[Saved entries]
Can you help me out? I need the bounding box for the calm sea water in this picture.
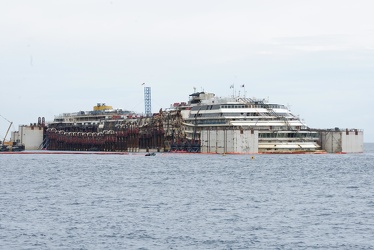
[1,144,374,249]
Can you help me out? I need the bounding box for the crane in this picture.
[0,114,13,146]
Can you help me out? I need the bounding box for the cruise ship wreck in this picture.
[12,91,364,154]
[181,92,320,153]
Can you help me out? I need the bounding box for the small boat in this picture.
[145,152,156,156]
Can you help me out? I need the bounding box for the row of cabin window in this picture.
[259,133,319,138]
[193,112,289,118]
[220,104,286,109]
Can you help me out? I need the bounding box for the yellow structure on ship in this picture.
[93,103,113,111]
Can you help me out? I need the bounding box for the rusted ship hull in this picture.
[45,108,200,153]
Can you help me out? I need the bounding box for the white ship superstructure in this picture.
[181,92,320,153]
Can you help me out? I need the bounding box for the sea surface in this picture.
[1,144,374,249]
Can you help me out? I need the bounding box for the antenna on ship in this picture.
[143,84,152,117]
[241,84,246,98]
[230,84,234,98]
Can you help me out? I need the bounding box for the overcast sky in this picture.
[1,0,373,142]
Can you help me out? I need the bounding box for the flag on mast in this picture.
[230,84,234,89]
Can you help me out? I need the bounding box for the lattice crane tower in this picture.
[144,86,152,116]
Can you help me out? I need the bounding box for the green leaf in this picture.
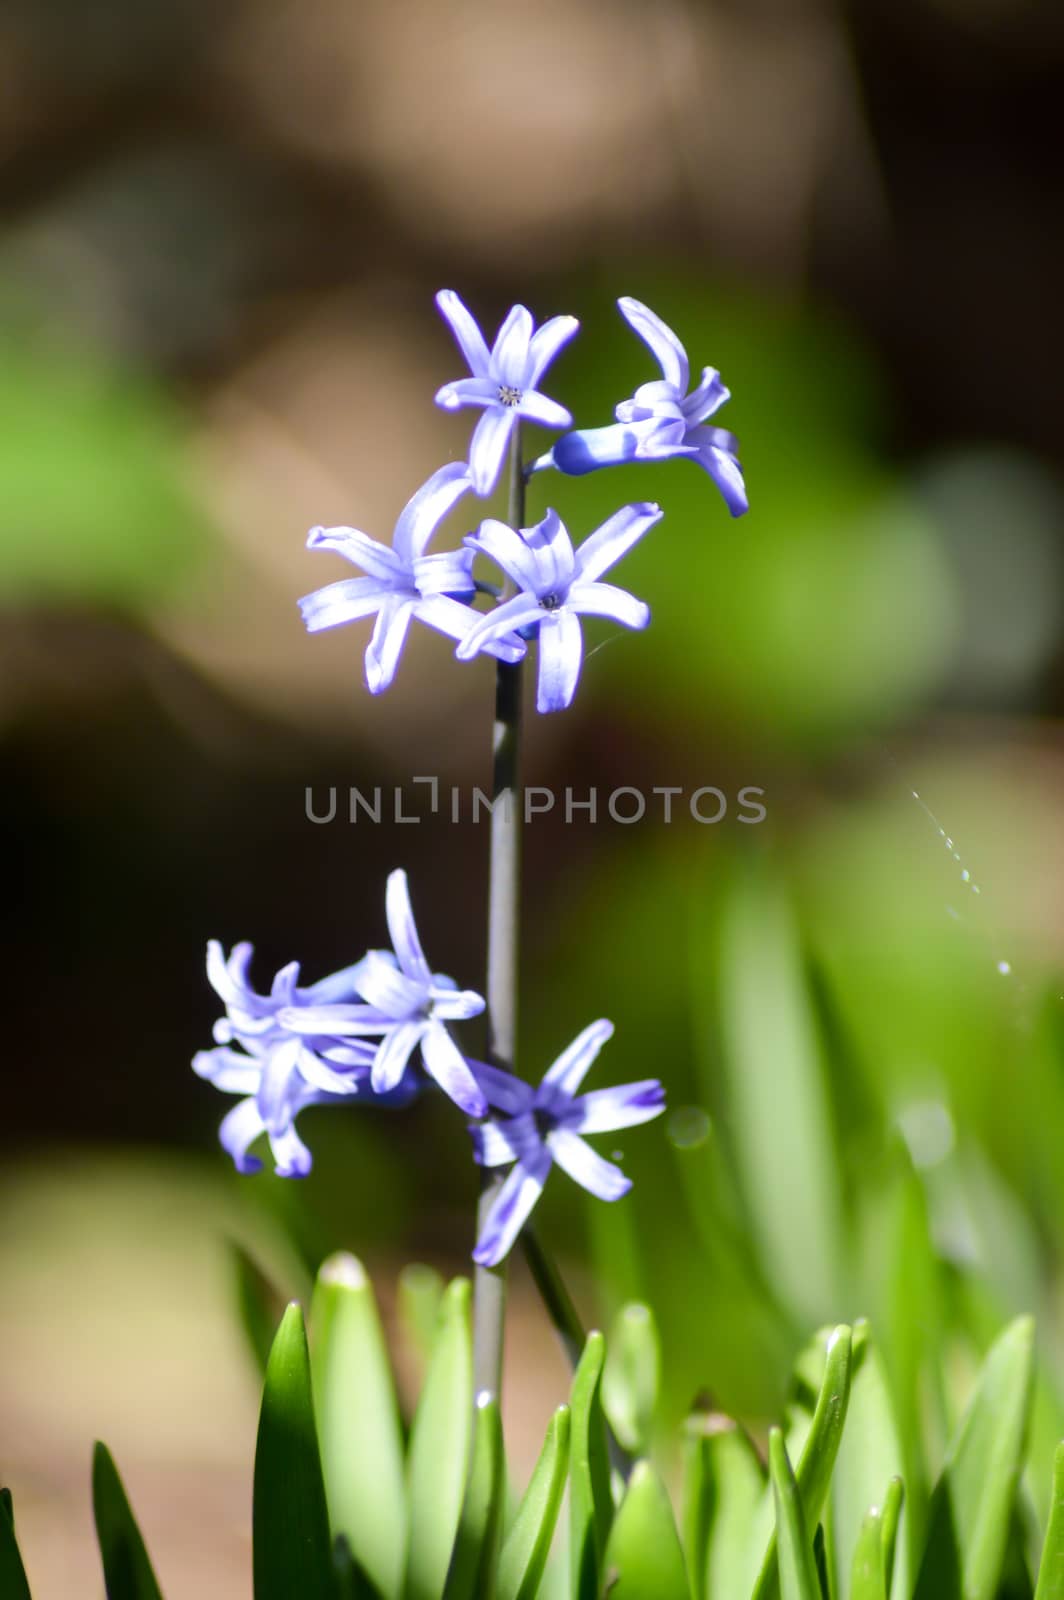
[881,1479,905,1597]
[754,1327,854,1600]
[498,1405,570,1600]
[1035,1442,1064,1600]
[850,1506,887,1600]
[333,1537,379,1600]
[398,1265,445,1377]
[602,1460,691,1599]
[91,1443,164,1600]
[716,874,845,1327]
[829,1326,908,1600]
[602,1303,661,1456]
[403,1277,472,1600]
[311,1254,406,1600]
[770,1430,821,1600]
[704,1424,767,1600]
[680,1412,713,1600]
[913,1315,1035,1600]
[442,1393,505,1600]
[0,1488,33,1600]
[569,1330,614,1600]
[253,1302,335,1600]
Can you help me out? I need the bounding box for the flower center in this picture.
[540,592,562,611]
[533,1106,557,1139]
[497,384,523,407]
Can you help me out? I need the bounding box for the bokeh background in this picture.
[2,0,1063,1592]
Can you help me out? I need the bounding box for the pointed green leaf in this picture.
[569,1331,614,1600]
[914,1315,1035,1600]
[442,1393,505,1600]
[1035,1442,1064,1600]
[398,1265,445,1376]
[602,1303,661,1456]
[311,1253,406,1600]
[498,1405,570,1600]
[403,1277,472,1600]
[253,1302,335,1600]
[602,1460,691,1599]
[680,1413,714,1600]
[770,1430,821,1600]
[754,1327,854,1600]
[881,1479,905,1597]
[850,1507,886,1600]
[705,1424,767,1600]
[0,1489,33,1600]
[830,1326,908,1600]
[92,1444,164,1600]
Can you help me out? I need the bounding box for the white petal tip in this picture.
[319,1252,368,1290]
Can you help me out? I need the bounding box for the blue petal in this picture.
[548,423,648,476]
[299,578,387,634]
[365,596,416,694]
[535,610,583,714]
[540,1018,615,1097]
[491,304,534,387]
[573,502,662,583]
[219,1098,266,1174]
[385,870,433,987]
[570,580,649,632]
[617,297,690,391]
[436,290,492,377]
[392,461,474,564]
[472,1154,552,1266]
[419,1022,487,1117]
[525,314,579,387]
[468,407,518,497]
[566,1080,666,1134]
[547,1129,631,1201]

TASK – Output each entry exactly. Skip the pictures.

TASK RESPONSE –
Can you help me out? I need the bounding box for the calm sea water in this picture.
[1,144,374,249]
Can you help me out? I need the bounding box for the crane in this picture.
[0,114,13,146]
Can you help me out? I need the bounding box for the cruise ship wreck in this picture.
[12,91,364,154]
[181,92,320,153]
Can you help me out? I need the bounding box for the small boat in this picture.
[145,152,156,156]
Can you help me out? I need the bounding box for the row of cabin window in this picture.
[259,133,319,138]
[193,112,289,118]
[220,104,286,109]
Can you help me out? I need the bounding box for the yellow structure on ship in this picture.
[93,103,113,111]
Can you help me out? I need the bounding box for the rusted ship hull in this picture.
[45,108,200,153]
Can you help me out? I need the bounding box for the white ship superstructure in this picture.
[181,92,320,153]
Can you help me out? I need the bounding box for the sea surface in this picture.
[1,144,374,249]
Can you help me out? I need the bounding box for the antenna on ship in this picture.
[143,84,152,117]
[241,84,246,98]
[230,84,234,98]
Can you help me out? I need the bounding box for the overcast sky in this picture.
[1,0,373,142]
Can you help me out? I need the bounding box for the flag on mast in this picture.
[230,84,234,89]
Can you help me out? I need the bounding box for the lattice crane tower in this picture.
[144,86,152,116]
Can you help me out? I need the bounding box for the green leaf in this picture.
[881,1479,905,1597]
[754,1327,854,1600]
[498,1405,570,1600]
[1035,1442,1064,1600]
[850,1506,887,1600]
[333,1537,379,1600]
[398,1265,445,1377]
[602,1460,691,1599]
[91,1443,164,1600]
[716,874,845,1327]
[829,1326,908,1600]
[602,1303,661,1456]
[403,1277,472,1600]
[311,1254,406,1600]
[770,1430,821,1600]
[704,1424,767,1600]
[680,1412,713,1600]
[913,1315,1035,1600]
[442,1393,505,1600]
[0,1488,33,1600]
[569,1330,614,1600]
[253,1302,335,1600]
Can you help me out? I need the bounding box for the flower center in this picture.
[540,592,562,611]
[533,1106,557,1139]
[497,384,523,407]
Can you help me out? I need the bounding box for the bokeh background in this picture.
[2,0,1063,1592]
Can you help me out? I need the bounding box for the pointed green leaf in this picture.
[569,1331,614,1600]
[914,1315,1035,1600]
[442,1393,505,1600]
[1035,1442,1064,1600]
[398,1265,445,1376]
[602,1303,661,1456]
[311,1253,406,1600]
[498,1405,570,1600]
[403,1277,472,1600]
[253,1302,335,1600]
[602,1460,691,1599]
[680,1413,714,1600]
[770,1430,821,1600]
[754,1327,854,1600]
[881,1479,905,1597]
[850,1507,886,1600]
[705,1424,767,1600]
[0,1489,33,1600]
[830,1326,908,1600]
[92,1444,164,1600]
Can you help me out? I need the bounding box for the white petal tip in this picture.
[319,1252,368,1290]
Can you help me out? I need the bounding box for the blue petal in this picture.
[548,423,648,476]
[299,578,387,634]
[365,596,416,694]
[535,610,583,714]
[540,1018,615,1097]
[491,304,534,387]
[573,502,662,583]
[219,1098,266,1174]
[385,870,433,987]
[570,580,649,632]
[617,297,690,391]
[436,290,492,377]
[392,461,474,564]
[472,1154,552,1266]
[419,1022,487,1117]
[525,314,579,387]
[468,407,518,497]
[566,1080,666,1134]
[547,1129,631,1201]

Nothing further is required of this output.